**TASK:** Copy, from the data below, each line that has the word "rough".

**INPUT RECORDS:**
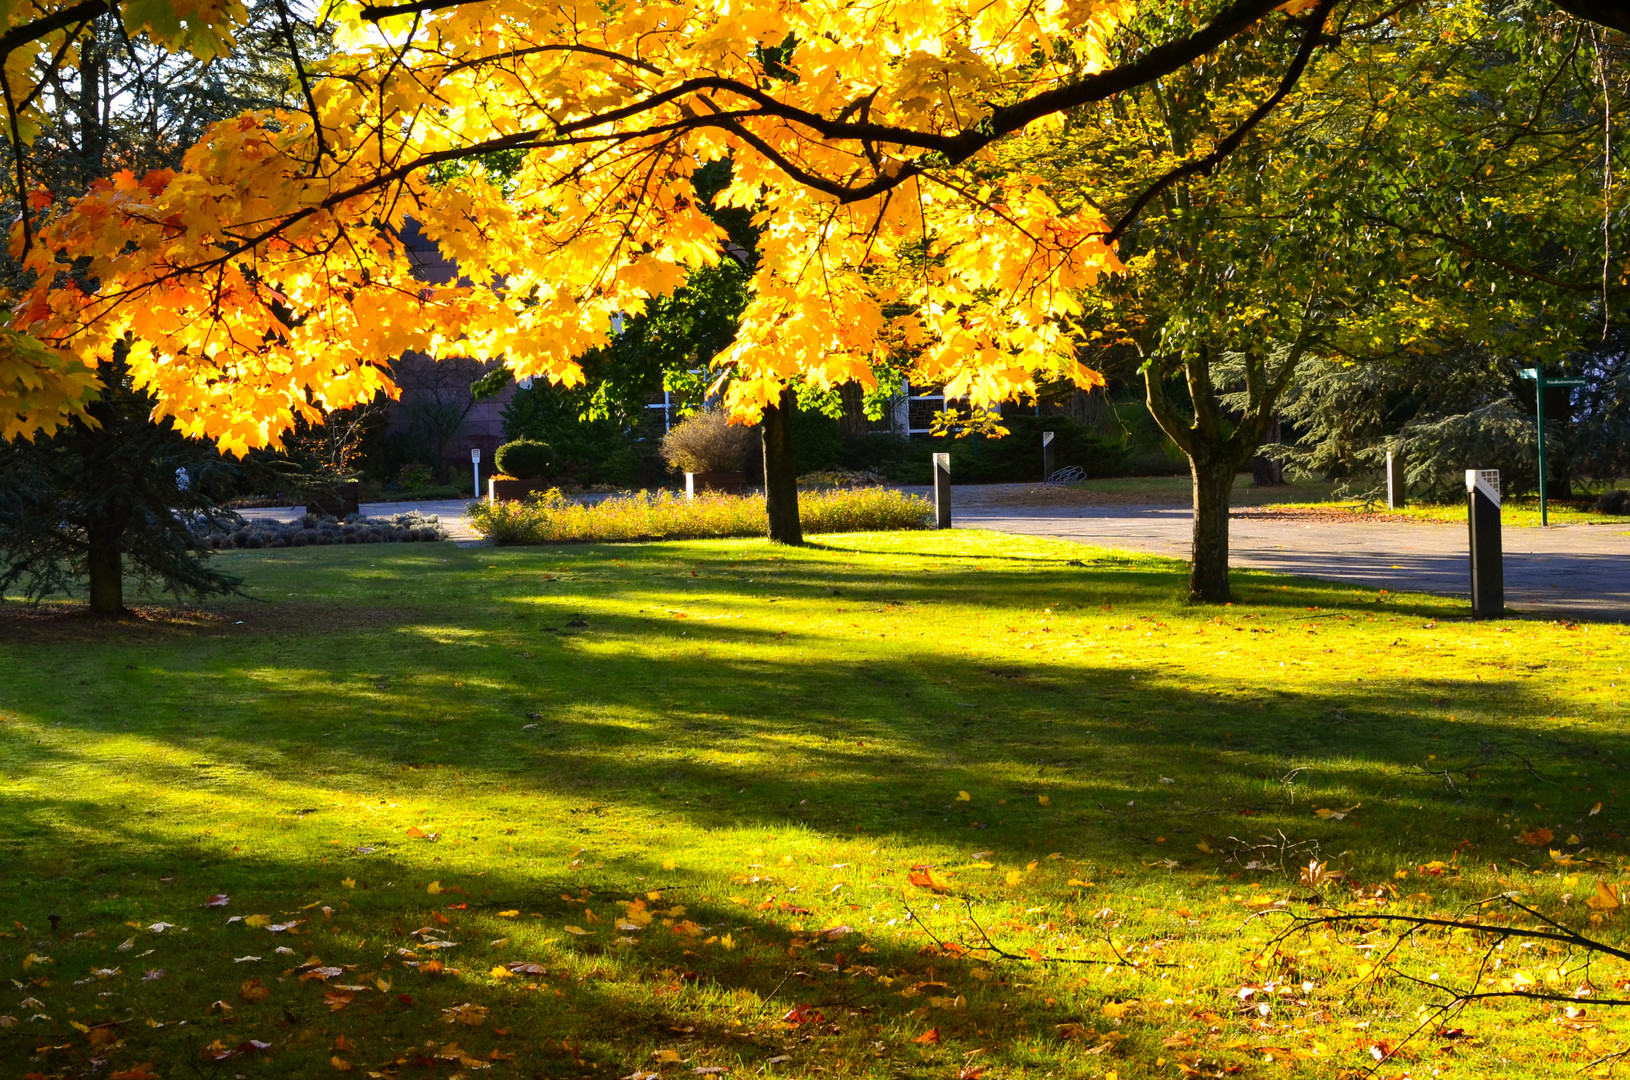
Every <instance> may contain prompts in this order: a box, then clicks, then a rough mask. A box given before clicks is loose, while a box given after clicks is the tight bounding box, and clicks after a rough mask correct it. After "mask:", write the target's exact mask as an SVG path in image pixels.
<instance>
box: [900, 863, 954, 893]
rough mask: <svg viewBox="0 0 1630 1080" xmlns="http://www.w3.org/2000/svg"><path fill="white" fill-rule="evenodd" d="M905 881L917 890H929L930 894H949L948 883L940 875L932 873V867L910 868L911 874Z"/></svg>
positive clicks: (949, 890)
mask: <svg viewBox="0 0 1630 1080" xmlns="http://www.w3.org/2000/svg"><path fill="white" fill-rule="evenodd" d="M906 881H910V883H911V885H914V886H918V888H919V889H929V891H932V893H949V891H950V883H949V881H945V878H942V876H941V875H937V873H934V868H932V867H911V873H908V875H906Z"/></svg>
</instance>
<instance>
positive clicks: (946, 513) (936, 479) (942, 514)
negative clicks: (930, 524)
mask: <svg viewBox="0 0 1630 1080" xmlns="http://www.w3.org/2000/svg"><path fill="white" fill-rule="evenodd" d="M934 525H936V528H942V529H949V528H950V454H934Z"/></svg>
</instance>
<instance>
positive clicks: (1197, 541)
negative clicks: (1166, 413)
mask: <svg viewBox="0 0 1630 1080" xmlns="http://www.w3.org/2000/svg"><path fill="white" fill-rule="evenodd" d="M1221 458H1223V459H1218V454H1214V453H1213V454H1196V456H1192V458H1190V459H1188V471H1190V472H1192V474H1193V477H1195V531H1193V549H1192V560H1190V564H1188V598H1190V599H1196V601H1200V603H1206V604H1226V603H1227V601H1229V596H1231V595H1229V588H1227V508H1229V492H1231V490H1232V489H1234V461H1232V454H1221Z"/></svg>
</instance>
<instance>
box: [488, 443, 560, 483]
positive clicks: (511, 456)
mask: <svg viewBox="0 0 1630 1080" xmlns="http://www.w3.org/2000/svg"><path fill="white" fill-rule="evenodd" d="M553 454H554V451H553V450H551V448H549V443H540V441H538V440H535V438H517V440H515V441H512V443H504V445H502V446H499V450H497V453H496V454H492V464H494V468H497V471H499V472H502V474H504V476H513V477H515V479H517V481H541V479H543V477H546V476H549V464H551V458H553Z"/></svg>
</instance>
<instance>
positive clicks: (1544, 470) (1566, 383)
mask: <svg viewBox="0 0 1630 1080" xmlns="http://www.w3.org/2000/svg"><path fill="white" fill-rule="evenodd" d="M1518 375H1521V376H1522V378H1526V380H1534V427H1535V428H1537V430H1539V525H1540V528H1545V526H1547V525H1550V507H1549V503H1547V502H1545V388H1547V386H1584V380H1579V378H1568V380H1549V378H1545V368H1542V367H1532V368H1522V370H1519V371H1518Z"/></svg>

**WRITTEN RESPONSE:**
Every <instance> may contain prompts in this order: a box, then clicks, then a rough mask. A box given before clicks is loose, while a box given after clicks is the tight bounding box, and clicks after a rough mask correct it. After "mask:", write the target's exact mask as an SVG path in image pixels.
rough mask: <svg viewBox="0 0 1630 1080" xmlns="http://www.w3.org/2000/svg"><path fill="white" fill-rule="evenodd" d="M905 881L917 890H929L930 894H949L948 883L940 875L932 873V867L910 868L911 874Z"/></svg>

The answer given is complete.